[Excerpted data]
□ □ □ □ □

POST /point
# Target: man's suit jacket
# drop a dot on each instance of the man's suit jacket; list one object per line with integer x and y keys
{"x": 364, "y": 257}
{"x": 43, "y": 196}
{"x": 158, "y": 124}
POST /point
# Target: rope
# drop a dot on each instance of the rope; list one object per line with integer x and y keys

□ □ □ □ □

[Required task]
Reproduce every line of the records above, character for character, with no changes.

[Written response]
POST /point
# Target: man's suit jacket
# drop a dot on each instance of the man's suit jacket; list one object per line with integer x and y keys
{"x": 364, "y": 257}
{"x": 43, "y": 196}
{"x": 158, "y": 124}
POST /point
# Target: rope
# drop a dot on each instance of the rope; list one object per line with integer x and y keys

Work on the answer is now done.